Task description:
Return every line of the records below unchanged, character for character.

Records:
Segment Open

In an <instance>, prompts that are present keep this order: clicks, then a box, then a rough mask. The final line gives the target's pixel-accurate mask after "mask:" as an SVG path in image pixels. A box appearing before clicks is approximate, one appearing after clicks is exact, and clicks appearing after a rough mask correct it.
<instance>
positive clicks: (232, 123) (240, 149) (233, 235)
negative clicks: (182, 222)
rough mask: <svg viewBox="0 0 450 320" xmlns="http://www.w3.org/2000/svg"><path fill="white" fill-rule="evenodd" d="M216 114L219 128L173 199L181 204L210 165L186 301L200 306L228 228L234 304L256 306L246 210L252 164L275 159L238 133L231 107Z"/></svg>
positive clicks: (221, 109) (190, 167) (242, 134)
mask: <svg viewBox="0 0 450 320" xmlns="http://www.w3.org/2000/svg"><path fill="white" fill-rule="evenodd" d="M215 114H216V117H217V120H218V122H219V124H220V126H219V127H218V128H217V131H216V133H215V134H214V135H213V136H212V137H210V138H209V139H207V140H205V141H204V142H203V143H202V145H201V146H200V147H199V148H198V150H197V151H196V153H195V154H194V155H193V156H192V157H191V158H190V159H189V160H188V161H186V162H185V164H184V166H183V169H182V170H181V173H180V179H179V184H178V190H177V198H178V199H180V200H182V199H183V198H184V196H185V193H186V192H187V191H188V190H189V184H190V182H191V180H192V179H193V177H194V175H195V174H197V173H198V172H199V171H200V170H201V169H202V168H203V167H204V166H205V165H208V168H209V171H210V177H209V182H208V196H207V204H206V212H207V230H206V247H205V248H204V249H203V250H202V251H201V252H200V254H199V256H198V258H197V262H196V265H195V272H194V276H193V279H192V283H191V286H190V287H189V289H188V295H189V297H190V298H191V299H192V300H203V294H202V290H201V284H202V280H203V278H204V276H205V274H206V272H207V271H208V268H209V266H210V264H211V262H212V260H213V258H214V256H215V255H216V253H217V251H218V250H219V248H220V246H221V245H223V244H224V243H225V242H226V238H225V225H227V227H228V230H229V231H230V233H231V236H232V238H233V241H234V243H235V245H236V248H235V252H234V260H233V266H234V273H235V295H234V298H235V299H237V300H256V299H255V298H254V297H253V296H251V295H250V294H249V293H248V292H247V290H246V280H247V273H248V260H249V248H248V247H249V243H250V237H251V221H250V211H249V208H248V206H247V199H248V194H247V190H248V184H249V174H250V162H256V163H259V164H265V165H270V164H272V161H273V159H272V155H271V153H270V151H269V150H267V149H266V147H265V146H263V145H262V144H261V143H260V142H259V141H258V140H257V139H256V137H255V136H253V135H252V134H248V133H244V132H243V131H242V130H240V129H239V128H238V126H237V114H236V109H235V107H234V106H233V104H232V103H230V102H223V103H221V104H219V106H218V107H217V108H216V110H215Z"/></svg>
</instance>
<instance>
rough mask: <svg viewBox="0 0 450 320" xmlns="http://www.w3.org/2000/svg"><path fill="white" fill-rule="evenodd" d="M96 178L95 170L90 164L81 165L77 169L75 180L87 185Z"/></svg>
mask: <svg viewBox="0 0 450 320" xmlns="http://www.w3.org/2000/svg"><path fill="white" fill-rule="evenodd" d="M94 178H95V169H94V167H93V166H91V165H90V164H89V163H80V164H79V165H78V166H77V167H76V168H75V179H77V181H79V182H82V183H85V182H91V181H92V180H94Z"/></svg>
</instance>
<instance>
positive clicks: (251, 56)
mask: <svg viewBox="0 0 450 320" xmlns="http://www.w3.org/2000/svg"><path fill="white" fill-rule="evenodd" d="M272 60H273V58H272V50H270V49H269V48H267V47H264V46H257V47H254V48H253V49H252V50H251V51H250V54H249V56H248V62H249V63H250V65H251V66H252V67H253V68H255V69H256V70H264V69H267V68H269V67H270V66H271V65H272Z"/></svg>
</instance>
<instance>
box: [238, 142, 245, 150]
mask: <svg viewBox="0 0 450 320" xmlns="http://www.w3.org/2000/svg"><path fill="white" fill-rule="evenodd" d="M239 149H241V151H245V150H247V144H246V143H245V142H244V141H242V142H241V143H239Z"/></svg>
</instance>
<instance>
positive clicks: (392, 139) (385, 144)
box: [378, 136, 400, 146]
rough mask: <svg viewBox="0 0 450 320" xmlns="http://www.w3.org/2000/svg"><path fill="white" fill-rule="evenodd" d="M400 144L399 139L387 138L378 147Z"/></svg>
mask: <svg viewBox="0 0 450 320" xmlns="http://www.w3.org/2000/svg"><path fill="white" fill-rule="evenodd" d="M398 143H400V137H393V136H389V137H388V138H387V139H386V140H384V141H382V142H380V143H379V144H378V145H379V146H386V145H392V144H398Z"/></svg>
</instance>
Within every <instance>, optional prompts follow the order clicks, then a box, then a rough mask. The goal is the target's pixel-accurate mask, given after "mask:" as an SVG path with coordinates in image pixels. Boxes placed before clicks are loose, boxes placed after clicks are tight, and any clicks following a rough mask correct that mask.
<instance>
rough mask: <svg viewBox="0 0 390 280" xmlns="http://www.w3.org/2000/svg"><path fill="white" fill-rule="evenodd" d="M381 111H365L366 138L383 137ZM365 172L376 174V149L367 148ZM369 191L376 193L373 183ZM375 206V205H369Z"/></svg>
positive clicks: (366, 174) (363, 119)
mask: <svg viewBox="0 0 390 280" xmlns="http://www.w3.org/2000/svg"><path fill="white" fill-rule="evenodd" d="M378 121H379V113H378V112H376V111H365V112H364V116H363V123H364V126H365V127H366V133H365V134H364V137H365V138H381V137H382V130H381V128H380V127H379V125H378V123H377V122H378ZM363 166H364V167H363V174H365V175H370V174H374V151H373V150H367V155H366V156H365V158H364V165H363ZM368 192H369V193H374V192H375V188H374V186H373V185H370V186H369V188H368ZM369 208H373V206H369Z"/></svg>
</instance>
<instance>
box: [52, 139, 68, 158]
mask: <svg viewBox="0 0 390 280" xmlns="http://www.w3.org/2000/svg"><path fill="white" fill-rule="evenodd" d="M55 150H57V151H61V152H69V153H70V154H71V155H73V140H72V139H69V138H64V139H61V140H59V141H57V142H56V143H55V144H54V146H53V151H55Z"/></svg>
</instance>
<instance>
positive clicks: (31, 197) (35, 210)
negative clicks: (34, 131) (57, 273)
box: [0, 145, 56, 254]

Segment Closed

Task answer:
In an <instance>, prompts that are present keep this order: clicks, then a box, then a rough mask. The final line gives the target's pixel-accurate mask after "mask:" as an SVG path in image pixels. A box appearing before clicks is approximate, one appearing after clicks is exact, and clicks appearing after a rough mask correct it.
<instance>
positive clicks: (232, 123) (240, 149) (233, 235)
negative clicks: (182, 222)
rough mask: <svg viewBox="0 0 450 320" xmlns="http://www.w3.org/2000/svg"><path fill="white" fill-rule="evenodd" d="M216 114L219 128L173 199L181 204L210 165L186 301L200 306L228 228L234 304L256 306L246 210L252 164L275 159L238 133L231 107Z"/></svg>
positive clicks: (221, 109) (190, 167) (242, 134)
mask: <svg viewBox="0 0 450 320" xmlns="http://www.w3.org/2000/svg"><path fill="white" fill-rule="evenodd" d="M215 114H216V117H217V120H218V122H219V124H220V126H219V127H218V128H217V131H216V133H215V134H214V135H213V136H212V137H210V138H209V139H207V140H205V141H204V142H203V143H202V145H201V146H200V147H199V148H198V150H197V151H196V153H195V154H194V155H193V156H192V157H191V158H190V159H189V160H188V161H186V162H185V164H184V166H183V169H182V170H181V173H180V179H179V184H178V190H177V198H178V199H180V200H182V199H183V198H184V196H185V193H186V192H187V191H188V190H189V184H190V182H191V180H192V179H193V177H194V175H195V174H197V173H198V172H199V171H200V170H201V169H202V168H203V167H204V166H205V165H208V168H209V171H210V177H209V182H208V196H207V204H206V212H207V230H206V247H205V248H204V249H203V250H202V251H201V252H200V254H199V256H198V258H197V262H196V265H195V272H194V276H193V279H192V283H191V286H190V287H189V289H188V295H189V297H190V298H191V299H192V300H203V294H202V290H201V284H202V280H203V278H204V276H205V274H206V272H207V271H208V268H209V266H210V264H211V262H212V260H213V258H214V256H215V255H216V253H217V251H218V250H219V248H220V246H221V245H223V244H224V243H225V242H226V238H225V225H227V227H228V230H229V231H230V233H231V236H232V238H233V241H234V243H235V245H236V248H235V252H234V260H233V266H234V273H235V295H234V298H235V299H237V300H256V299H255V298H254V297H253V296H251V295H250V294H249V293H248V292H247V290H246V280H247V273H248V260H249V248H248V247H249V243H250V237H251V221H250V211H249V208H248V206H247V199H248V194H247V190H248V184H249V174H250V162H256V163H259V164H265V165H270V164H272V161H273V159H272V155H271V153H270V151H269V150H267V149H266V147H265V146H263V145H262V144H261V143H260V142H259V141H258V140H257V139H256V137H255V136H253V135H252V134H248V133H244V132H243V131H242V130H240V129H239V128H238V126H237V114H236V109H235V107H234V106H233V104H232V103H230V102H223V103H221V104H219V106H218V107H217V108H216V110H215Z"/></svg>
</instance>
<instance>
rough mask: <svg viewBox="0 0 450 320" xmlns="http://www.w3.org/2000/svg"><path fill="white" fill-rule="evenodd" d="M96 178L95 170L90 164L81 165L77 169L75 180L87 185Z"/></svg>
mask: <svg viewBox="0 0 450 320" xmlns="http://www.w3.org/2000/svg"><path fill="white" fill-rule="evenodd" d="M94 178H95V169H94V167H93V166H91V165H90V164H89V163H80V164H79V165H78V166H77V167H76V168H75V179H77V181H79V182H82V183H85V182H91V181H92V180H94Z"/></svg>
</instance>
<instance>
positive clicks: (251, 56)
mask: <svg viewBox="0 0 450 320" xmlns="http://www.w3.org/2000/svg"><path fill="white" fill-rule="evenodd" d="M272 60H273V58H272V50H270V49H269V48H267V47H264V46H257V47H254V48H253V49H252V50H251V51H250V54H249V56H248V62H249V63H250V65H251V66H252V67H253V68H255V69H256V70H264V69H267V68H269V67H270V66H271V65H272Z"/></svg>
</instance>
<instance>
box: [238, 142, 245, 150]
mask: <svg viewBox="0 0 450 320" xmlns="http://www.w3.org/2000/svg"><path fill="white" fill-rule="evenodd" d="M239 149H241V151H245V150H247V144H246V143H245V142H244V141H242V142H241V143H239Z"/></svg>
</instance>
<instance>
positive clicks: (392, 139) (385, 144)
box: [378, 136, 400, 146]
rough mask: <svg viewBox="0 0 450 320" xmlns="http://www.w3.org/2000/svg"><path fill="white" fill-rule="evenodd" d="M400 144L399 139L387 138L378 147Z"/></svg>
mask: <svg viewBox="0 0 450 320" xmlns="http://www.w3.org/2000/svg"><path fill="white" fill-rule="evenodd" d="M398 143H400V137H393V136H389V137H388V138H387V139H386V140H384V141H382V142H380V143H379V144H378V145H379V146H386V145H392V144H398Z"/></svg>
</instance>
Within every <instance>, optional prompts follow the order clicks, then a box, then a rough mask. The goal is the target's pixel-accurate mask, given after "mask:" as an SVG path with coordinates in image pixels. Boxes placed before clicks are loose, boxes placed after clicks are tight, and any clicks following a rough mask correct that mask.
<instance>
rough mask: <svg viewBox="0 0 390 280" xmlns="http://www.w3.org/2000/svg"><path fill="white" fill-rule="evenodd" d="M381 111H365L366 138L383 137ZM365 172L376 174V149L367 148ZM369 191L376 193L373 183ZM375 206V205H369Z"/></svg>
positive clicks: (366, 174) (363, 119)
mask: <svg viewBox="0 0 390 280" xmlns="http://www.w3.org/2000/svg"><path fill="white" fill-rule="evenodd" d="M378 121H379V113H378V112H376V111H365V112H364V116H363V123H364V126H365V127H366V133H365V134H364V137H365V138H381V137H382V130H381V128H380V127H379V125H378V123H377V122H378ZM363 166H364V167H363V174H365V175H370V174H374V151H373V150H367V155H366V156H365V158H364V165H363ZM368 192H369V193H374V192H375V188H374V186H373V185H370V186H369V188H368ZM369 208H373V206H369Z"/></svg>
</instance>
<instance>
box: [52, 139, 68, 158]
mask: <svg viewBox="0 0 390 280" xmlns="http://www.w3.org/2000/svg"><path fill="white" fill-rule="evenodd" d="M55 150H57V151H61V152H69V153H70V154H71V155H73V140H72V139H69V138H64V139H61V140H59V141H57V142H56V143H55V144H54V146H53V151H55Z"/></svg>
</instance>
<instance>
positive clicks: (31, 197) (35, 210)
negative clicks: (34, 131) (57, 273)
box: [0, 145, 56, 254]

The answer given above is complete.